* **Provided entries**
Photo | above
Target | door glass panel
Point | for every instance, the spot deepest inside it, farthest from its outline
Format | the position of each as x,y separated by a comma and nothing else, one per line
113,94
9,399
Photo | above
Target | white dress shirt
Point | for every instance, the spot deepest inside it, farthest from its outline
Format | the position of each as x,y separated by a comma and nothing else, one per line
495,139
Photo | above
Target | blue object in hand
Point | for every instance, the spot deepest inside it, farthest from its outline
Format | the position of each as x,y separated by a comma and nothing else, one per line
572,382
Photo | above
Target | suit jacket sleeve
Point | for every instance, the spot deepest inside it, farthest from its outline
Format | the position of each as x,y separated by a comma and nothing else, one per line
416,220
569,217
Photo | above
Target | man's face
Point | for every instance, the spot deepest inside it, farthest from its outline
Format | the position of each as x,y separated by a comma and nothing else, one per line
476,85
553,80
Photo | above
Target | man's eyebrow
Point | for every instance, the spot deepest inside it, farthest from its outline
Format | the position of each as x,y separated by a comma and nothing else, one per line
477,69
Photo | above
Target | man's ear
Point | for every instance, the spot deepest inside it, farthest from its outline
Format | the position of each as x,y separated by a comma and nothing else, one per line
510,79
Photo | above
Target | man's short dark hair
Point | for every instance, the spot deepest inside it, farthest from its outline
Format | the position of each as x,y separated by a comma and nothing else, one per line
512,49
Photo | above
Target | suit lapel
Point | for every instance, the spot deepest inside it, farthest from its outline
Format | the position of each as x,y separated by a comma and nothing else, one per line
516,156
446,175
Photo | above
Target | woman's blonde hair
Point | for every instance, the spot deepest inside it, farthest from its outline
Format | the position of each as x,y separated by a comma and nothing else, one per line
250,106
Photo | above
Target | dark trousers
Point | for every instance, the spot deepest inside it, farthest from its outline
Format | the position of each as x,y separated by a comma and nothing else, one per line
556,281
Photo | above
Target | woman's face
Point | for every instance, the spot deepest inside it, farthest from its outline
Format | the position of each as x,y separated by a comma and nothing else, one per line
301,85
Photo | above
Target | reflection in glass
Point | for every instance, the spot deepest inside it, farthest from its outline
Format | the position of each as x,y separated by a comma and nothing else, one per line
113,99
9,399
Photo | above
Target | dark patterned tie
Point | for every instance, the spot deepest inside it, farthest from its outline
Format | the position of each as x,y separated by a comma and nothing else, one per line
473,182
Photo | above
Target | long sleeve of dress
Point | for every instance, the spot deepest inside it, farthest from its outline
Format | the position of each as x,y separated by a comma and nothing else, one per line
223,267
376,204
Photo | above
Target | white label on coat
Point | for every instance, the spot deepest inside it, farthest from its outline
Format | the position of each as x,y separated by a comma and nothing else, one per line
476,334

* **Instructions to follow**
Within the data above, determine the number of lines that contain the word "suit"; write only that number.

* **Written answer**
2